Les initiatives de paix de l'Ouzbékistan visant à régler durablement la situation en Afghanistan sont un des symptômes de la détermination de Tachkent à résoudre cette crise éternelle. En particulier, en 2018, à l'initiative du président de l'Ouzbékistan, s'est tenue dans la capitale une conférence internationale de haut niveau sur l'Afghanistan intitulée « Processus de paix, coopération en matière de sécurité et connectivité régionale ». Dans la Déclaration de Tachkent adoptée à la suite de la conférence susmentionnée, pour la première fois, un consensus universel a été adopté autour de la nécessité d'un règlement avant tout politique de la situation en Afghanistan. Autrement dit, les pays du monde qui se sont impliqués dans la crise afghane ont de nouveau reconnu le fait qu'il n'y avait pas de solution militaire au conflit afghan. Cela a plutôt relancé le processus de paix et les négociations intra-afghanes.
Ainsi, l'Ouzbékistan a apporté sa contribution à la fin du conflit armé en Afghanistan et à la réduction de la composante militaire de la crise afghane. En outre, la diplomatie ouzbèke a réussi à l’occasion de cet évènement à regagner l'attention perdue de la communauté internationale sur la situation en Afghanistan, et qui suscite de moins en moins d’attention de la part de l’opinion et des médias.
La rencontre internationale qui a suivi, « Asie centrale et du Sud : connectivité régionale. Défis et Opportunités », avait été organisée les 15 et 16 juillet 2021 en Ouzbékistan. Ce fut l’occasion de replacer l’Afghanistan au cœur des enjeux commerciaux et économiques vitaux dans la région poussant pour la réalisation du corridor transafghan promu par l'Ouzbékistan. À cet égard, les plans de l'Ouzbékistan visant à construire un modèle viable de connectivité interrégionale entre l'Asie centrale et l'Asie du Sud peuvent être considérés comme une suite logique et une partie importante de la stratégie afghane de la République.

[Données enregistrées]:

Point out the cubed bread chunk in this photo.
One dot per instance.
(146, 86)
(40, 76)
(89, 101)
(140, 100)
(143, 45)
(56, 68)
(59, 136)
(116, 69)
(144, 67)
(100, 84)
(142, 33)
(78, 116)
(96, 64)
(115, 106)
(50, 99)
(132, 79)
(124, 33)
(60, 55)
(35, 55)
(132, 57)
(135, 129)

[Tâche à réaliser]:
Répondez brièvement à chaque question à partir de l'extrait.
(a) En quelle année s'est tenue dans la capitale la conférence « Processus de paix, coopération en matière de sécurité et connectivité régionale » ?
(b) Sur la nécessité de quel type de règlement de la situation en Afghanistan la Déclaration de Tachkent a-t-elle dégagé un consensus ?
(c) À quelles dates la rencontre « Asie centrale et du Sud : connectivité régionale. Défis et Opportunités » a-t-elle été organisée ?

[Résultat obtenu]:
(a) En 2018.
(b) Un règlement avant tout politique.
(c) Les 15 et 16 juillet 2021.